(Records excerpted from a collection)
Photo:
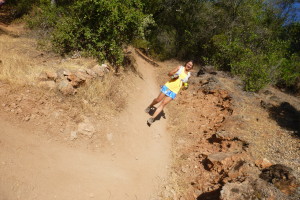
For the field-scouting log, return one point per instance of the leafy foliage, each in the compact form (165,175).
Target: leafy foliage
(254,39)
(99,28)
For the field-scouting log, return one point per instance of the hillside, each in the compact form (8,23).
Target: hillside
(217,141)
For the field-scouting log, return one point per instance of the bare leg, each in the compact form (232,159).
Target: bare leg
(161,106)
(158,99)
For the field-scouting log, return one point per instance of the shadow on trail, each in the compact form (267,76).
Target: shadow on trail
(286,116)
(212,195)
(7,14)
(159,116)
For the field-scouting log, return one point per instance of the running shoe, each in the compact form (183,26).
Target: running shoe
(150,121)
(147,110)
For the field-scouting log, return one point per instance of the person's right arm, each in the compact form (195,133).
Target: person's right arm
(172,72)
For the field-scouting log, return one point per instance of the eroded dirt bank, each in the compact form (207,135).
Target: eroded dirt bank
(45,156)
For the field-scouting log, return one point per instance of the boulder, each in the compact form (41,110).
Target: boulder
(86,128)
(251,188)
(66,88)
(100,70)
(47,84)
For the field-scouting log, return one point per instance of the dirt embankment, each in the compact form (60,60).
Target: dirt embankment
(93,145)
(226,143)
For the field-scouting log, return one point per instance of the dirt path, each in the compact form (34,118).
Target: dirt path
(132,167)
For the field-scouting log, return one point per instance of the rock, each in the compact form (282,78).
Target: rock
(100,70)
(66,88)
(217,159)
(75,80)
(47,84)
(109,136)
(62,73)
(52,75)
(91,73)
(73,135)
(83,75)
(264,163)
(43,76)
(281,176)
(86,128)
(224,135)
(251,189)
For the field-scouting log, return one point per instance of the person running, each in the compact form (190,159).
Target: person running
(179,77)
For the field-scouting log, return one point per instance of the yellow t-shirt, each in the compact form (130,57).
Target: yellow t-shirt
(175,85)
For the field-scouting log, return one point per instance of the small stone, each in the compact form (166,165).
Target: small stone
(73,135)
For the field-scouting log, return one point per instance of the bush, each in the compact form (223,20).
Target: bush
(100,28)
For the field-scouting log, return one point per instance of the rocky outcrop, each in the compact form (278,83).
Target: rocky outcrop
(66,81)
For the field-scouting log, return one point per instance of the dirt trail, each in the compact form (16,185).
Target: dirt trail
(132,166)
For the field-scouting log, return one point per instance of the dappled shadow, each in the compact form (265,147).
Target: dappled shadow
(212,195)
(286,116)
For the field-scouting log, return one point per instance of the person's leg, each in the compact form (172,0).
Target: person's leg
(161,106)
(158,99)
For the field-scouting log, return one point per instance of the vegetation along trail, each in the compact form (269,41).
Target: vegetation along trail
(132,166)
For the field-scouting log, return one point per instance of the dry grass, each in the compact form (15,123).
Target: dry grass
(21,63)
(17,65)
(105,96)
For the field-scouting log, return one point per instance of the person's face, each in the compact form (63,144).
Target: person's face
(189,66)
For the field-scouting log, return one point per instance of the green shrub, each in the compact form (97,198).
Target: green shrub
(100,28)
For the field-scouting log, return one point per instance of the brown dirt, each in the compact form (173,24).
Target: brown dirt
(124,158)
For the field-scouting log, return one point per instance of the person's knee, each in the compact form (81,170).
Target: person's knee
(157,100)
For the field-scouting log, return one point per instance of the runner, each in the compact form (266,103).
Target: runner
(179,77)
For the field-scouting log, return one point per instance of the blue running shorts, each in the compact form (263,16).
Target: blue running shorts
(168,92)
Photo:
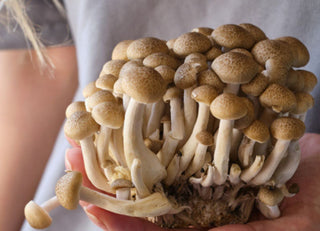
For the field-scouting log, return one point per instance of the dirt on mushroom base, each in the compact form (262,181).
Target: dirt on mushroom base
(210,210)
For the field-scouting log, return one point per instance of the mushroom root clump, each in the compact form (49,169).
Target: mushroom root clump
(190,139)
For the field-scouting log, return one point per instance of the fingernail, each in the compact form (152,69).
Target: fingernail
(67,162)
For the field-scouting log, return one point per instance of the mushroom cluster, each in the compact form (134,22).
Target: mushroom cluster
(194,131)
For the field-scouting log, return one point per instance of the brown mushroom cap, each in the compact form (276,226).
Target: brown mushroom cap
(256,86)
(106,82)
(80,125)
(157,59)
(266,49)
(205,138)
(143,47)
(300,53)
(233,36)
(185,76)
(99,97)
(74,107)
(257,131)
(166,72)
(209,77)
(228,107)
(109,114)
(143,84)
(36,216)
(90,89)
(191,42)
(204,94)
(68,188)
(203,30)
(286,128)
(305,101)
(197,58)
(235,68)
(120,50)
(278,97)
(255,31)
(270,197)
(171,93)
(248,118)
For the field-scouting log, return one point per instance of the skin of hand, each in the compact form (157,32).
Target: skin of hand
(301,212)
(31,113)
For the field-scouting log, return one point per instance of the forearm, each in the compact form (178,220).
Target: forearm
(31,113)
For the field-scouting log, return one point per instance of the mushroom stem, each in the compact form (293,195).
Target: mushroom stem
(168,150)
(152,170)
(253,170)
(288,165)
(271,162)
(155,117)
(190,111)
(137,179)
(222,150)
(245,151)
(188,149)
(270,212)
(93,170)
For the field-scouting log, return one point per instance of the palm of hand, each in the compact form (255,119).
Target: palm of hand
(301,212)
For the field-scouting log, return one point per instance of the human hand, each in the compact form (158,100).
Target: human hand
(301,212)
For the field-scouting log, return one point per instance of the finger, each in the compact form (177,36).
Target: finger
(115,222)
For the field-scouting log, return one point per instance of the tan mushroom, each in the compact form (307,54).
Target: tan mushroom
(268,200)
(226,107)
(284,129)
(120,50)
(143,47)
(69,191)
(38,215)
(234,69)
(233,36)
(144,85)
(81,126)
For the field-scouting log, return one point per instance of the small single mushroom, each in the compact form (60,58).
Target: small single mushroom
(205,139)
(284,129)
(143,47)
(122,188)
(81,126)
(256,132)
(97,98)
(250,172)
(234,69)
(157,59)
(234,174)
(186,79)
(69,191)
(106,82)
(268,200)
(233,36)
(191,42)
(144,85)
(209,77)
(74,107)
(120,50)
(255,31)
(38,215)
(173,95)
(90,89)
(226,107)
(204,95)
(108,115)
(137,179)
(267,49)
(197,59)
(300,53)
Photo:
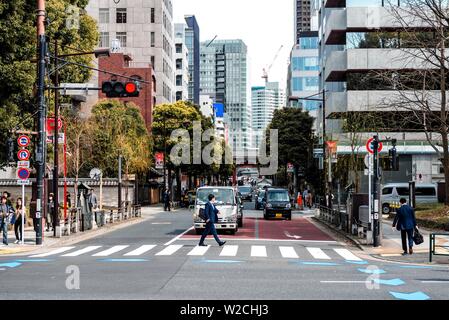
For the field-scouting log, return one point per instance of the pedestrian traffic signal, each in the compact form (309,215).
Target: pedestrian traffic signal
(117,89)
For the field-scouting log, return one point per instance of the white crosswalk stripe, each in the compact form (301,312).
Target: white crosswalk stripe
(53,252)
(110,251)
(81,251)
(169,250)
(288,252)
(141,250)
(348,255)
(229,251)
(258,251)
(317,253)
(198,251)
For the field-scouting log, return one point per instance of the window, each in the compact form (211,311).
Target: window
(104,40)
(152,15)
(153,39)
(121,15)
(121,36)
(104,15)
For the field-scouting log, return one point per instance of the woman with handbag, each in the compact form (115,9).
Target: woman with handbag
(18,220)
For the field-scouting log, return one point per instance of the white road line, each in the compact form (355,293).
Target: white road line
(198,251)
(57,251)
(169,250)
(110,251)
(258,251)
(347,255)
(229,251)
(317,253)
(288,252)
(82,251)
(141,250)
(178,236)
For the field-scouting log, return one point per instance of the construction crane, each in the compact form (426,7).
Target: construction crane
(266,71)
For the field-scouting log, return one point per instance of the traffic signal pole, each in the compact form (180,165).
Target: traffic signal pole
(40,150)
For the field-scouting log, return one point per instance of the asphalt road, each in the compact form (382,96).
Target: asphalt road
(270,260)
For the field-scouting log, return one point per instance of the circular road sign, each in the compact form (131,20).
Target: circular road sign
(23,173)
(23,141)
(369,146)
(23,155)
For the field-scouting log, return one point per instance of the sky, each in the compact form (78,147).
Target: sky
(264,25)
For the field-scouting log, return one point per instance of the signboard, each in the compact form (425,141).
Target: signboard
(369,146)
(23,141)
(23,155)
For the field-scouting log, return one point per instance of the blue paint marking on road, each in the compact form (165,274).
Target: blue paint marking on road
(123,260)
(410,296)
(10,264)
(392,282)
(374,271)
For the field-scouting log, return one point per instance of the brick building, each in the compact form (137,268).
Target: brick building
(122,64)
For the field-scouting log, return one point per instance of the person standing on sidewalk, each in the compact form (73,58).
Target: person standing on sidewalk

* Exercise instructions *
Lines that contain "sidewalk" are the result; find them in the entries above and copy each one.

* Task solution *
For the field-scouting log, return one point per instance of the person standing on sidewalk, each in the compact form (73,58).
Target: person standing on sidewalk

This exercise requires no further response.